### WRITTEN INSTRUCTION
In the records below, switch "headband" to "wristband" and repeat the lines with nothing else altered. Omit the pictures.

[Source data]

↓↓↓

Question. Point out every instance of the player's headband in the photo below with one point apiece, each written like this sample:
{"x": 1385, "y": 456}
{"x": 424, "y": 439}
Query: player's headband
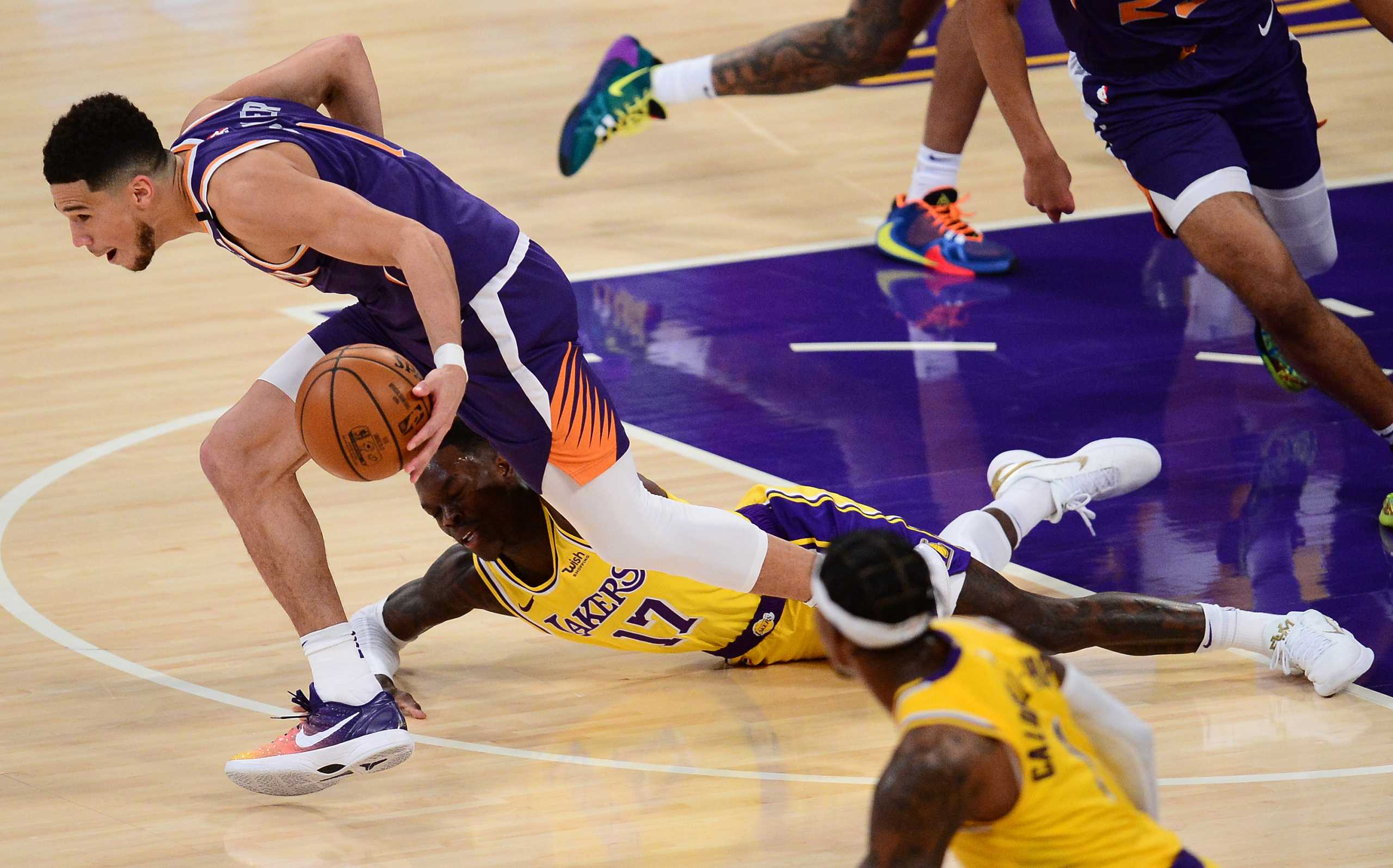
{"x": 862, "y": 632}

↑↑↑

### SOLUTION TO THE EXERCISE
Question. Point out every instance of the player's wristband in the photo below with one point apiece, each written like this sample:
{"x": 1385, "y": 456}
{"x": 424, "y": 439}
Query: player's wristband
{"x": 862, "y": 632}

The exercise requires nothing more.